▶ TASK BRIEF
An exact, complete copy of the entries below is required, minus any pictures.

▶ Stored data entries

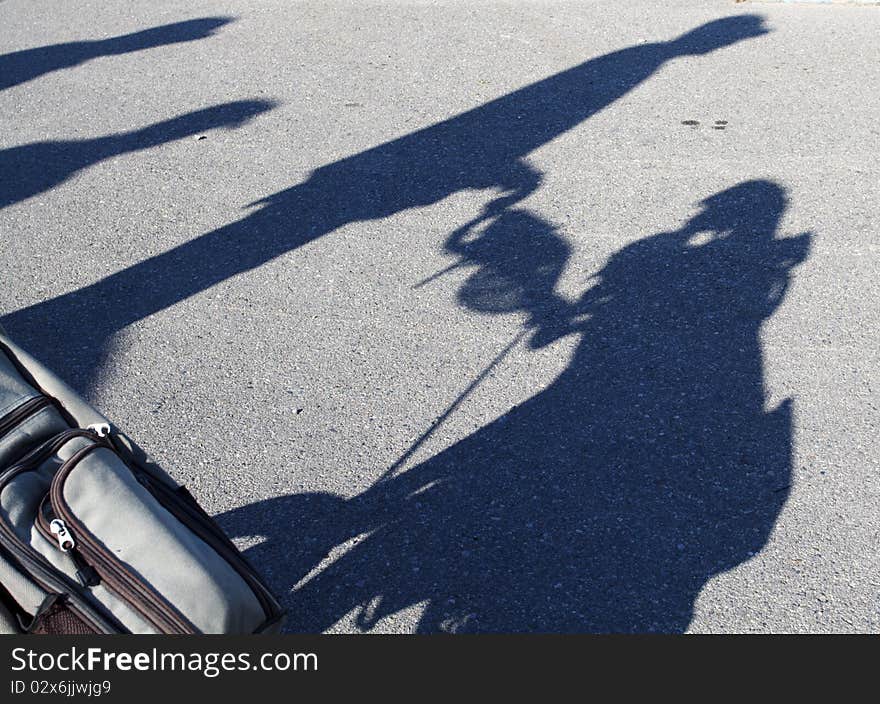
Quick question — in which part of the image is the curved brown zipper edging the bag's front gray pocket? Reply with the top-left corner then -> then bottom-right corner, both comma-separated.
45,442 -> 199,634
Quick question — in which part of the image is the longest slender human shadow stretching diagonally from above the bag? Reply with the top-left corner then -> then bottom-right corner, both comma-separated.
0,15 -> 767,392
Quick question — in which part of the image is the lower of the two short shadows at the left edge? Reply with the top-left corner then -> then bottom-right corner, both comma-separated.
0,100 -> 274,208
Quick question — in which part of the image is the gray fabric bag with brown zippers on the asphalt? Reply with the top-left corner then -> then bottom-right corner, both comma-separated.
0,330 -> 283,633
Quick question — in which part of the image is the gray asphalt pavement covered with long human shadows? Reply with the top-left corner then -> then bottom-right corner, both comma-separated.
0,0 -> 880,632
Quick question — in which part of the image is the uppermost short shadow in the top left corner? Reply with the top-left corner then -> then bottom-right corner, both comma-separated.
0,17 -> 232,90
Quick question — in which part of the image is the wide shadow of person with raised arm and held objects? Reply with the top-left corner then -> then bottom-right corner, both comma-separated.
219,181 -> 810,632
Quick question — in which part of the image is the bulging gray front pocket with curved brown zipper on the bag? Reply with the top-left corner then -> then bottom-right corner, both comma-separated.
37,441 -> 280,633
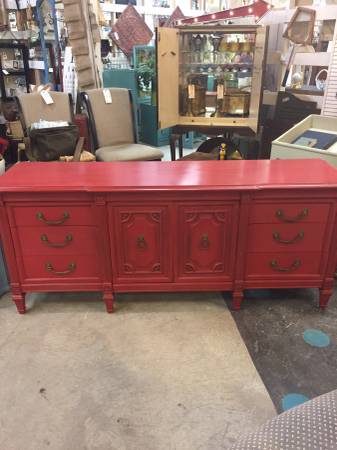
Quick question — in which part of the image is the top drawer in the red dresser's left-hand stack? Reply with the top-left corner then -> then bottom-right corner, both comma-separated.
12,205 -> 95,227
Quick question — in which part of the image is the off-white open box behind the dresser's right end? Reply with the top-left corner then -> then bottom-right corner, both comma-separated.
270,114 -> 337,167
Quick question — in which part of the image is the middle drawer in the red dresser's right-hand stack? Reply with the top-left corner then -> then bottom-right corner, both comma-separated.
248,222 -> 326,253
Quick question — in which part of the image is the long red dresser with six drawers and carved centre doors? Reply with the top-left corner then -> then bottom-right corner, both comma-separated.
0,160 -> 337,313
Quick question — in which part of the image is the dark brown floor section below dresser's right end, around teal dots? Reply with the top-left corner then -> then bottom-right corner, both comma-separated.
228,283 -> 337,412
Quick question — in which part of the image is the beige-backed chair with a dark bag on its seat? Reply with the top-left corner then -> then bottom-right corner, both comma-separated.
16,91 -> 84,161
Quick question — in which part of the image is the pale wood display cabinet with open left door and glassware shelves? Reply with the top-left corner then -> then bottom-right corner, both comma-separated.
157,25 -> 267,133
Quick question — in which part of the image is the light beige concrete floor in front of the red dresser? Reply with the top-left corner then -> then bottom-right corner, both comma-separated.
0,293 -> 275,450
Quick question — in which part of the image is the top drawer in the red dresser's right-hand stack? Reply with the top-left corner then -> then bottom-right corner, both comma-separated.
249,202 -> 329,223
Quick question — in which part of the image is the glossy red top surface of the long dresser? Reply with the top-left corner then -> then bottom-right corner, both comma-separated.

▶ REPLY
Quick question — in which part of the image is the curved brown zipper edging the bag's front gray pocket? Reply with the top-left corner then -> then bottom-right corner, both comma-separated.
45,442 -> 199,634
Quick question — in which part of the image is the longest slender human shadow stretching diagonally from above the bag? Reply with the top-left corner then -> then bottom-right corner, both comma-separated.
0,15 -> 767,392
Quick question — in which part of the image is the lower of the two short shadows at the left edge? Reply with the top-left corner then -> then bottom-right corner, both comma-separated.
0,100 -> 274,208
Quick question — in which part of the image is the gray fabric bag with brown zippers on the asphalt? Reply with the top-left corner then -> then bottom-right corner, both comma-separated.
0,330 -> 283,633
Quick question — in which part of the image is the gray asphalt pavement covered with long human shadows? Reply with the top-left corner then -> then bottom-right corner, both comma-separated.
0,0 -> 880,632
Quick question — in which part of the image is the uppermost short shadow in the top left corner? Reply with the top-left corner then -> then bottom-right corner, both comma-separated.
0,17 -> 232,90
Quick question — in which part of the image is the wide shadow of person with raised arm and held objects? Reply with the top-left corner then -> then bottom-right corner, both comma-separated.
219,181 -> 810,632
Quick question — in which part of the image is the bulging gray front pocket with curved brown zipper on the bag? Reply with the top-left corner then -> then bottom-right corner, both comma-separated.
37,441 -> 280,633
Quick question — in which part of the image is the top drawer in the red dresser's left-hand stack? Reply with the top-left corner then -> then bottom-right corner, both comma-separated.
12,205 -> 95,227
Quick question — in which part of the image is the off-white open box behind the dresser's right end? Reply with the top-left corner then -> then bottom-right corner, both comma-separated.
270,114 -> 337,167
Quick question — in which part of the image is the middle drawer in the red dresser's right-hand stack? Reply with the top-left corner then -> then bottom-right corner, both comma-separated.
248,222 -> 326,253
Quick question — in which part of the image is the long red dresser with six drawers and carved centre doors? Reply with the top-left corner then -> then bottom-right corner, both comma-separated.
0,160 -> 337,313
Quick question — in which part of the image is the dark brown floor section below dresser's right end, around teal dots? Reply with the top-left corner then -> then bottom-right corner, both comma-separated.
228,283 -> 337,412
Quick question — in which part of the image is the beige-backed chair with a dark bag on its seat? Reply with the top-left corner then -> then bottom-right corner, both comma-separated.
16,91 -> 84,161
Quick question — in which part of the image is the pale wood display cabinet with open left door and glassware shelves? Reply with the top-left corner then -> then bottom-right corner, both comma-separated.
157,25 -> 267,133
Quick question — in which part of the image is the light beige concrete floor in front of the red dresser? Reply with the top-left corner then -> then bottom-right corner, both comma-separated.
0,293 -> 275,450
Quick question — in which part of the image is the top drawer in the red dresser's right-hand stack? Reply with the top-left corner then -> then bottom-right corner, both comma-separated.
249,202 -> 329,223
Quick question — in which part of the image is the glossy red top surface of the long dresser? Reply with the top-left corner then -> then bottom-right corner, both comma-separated.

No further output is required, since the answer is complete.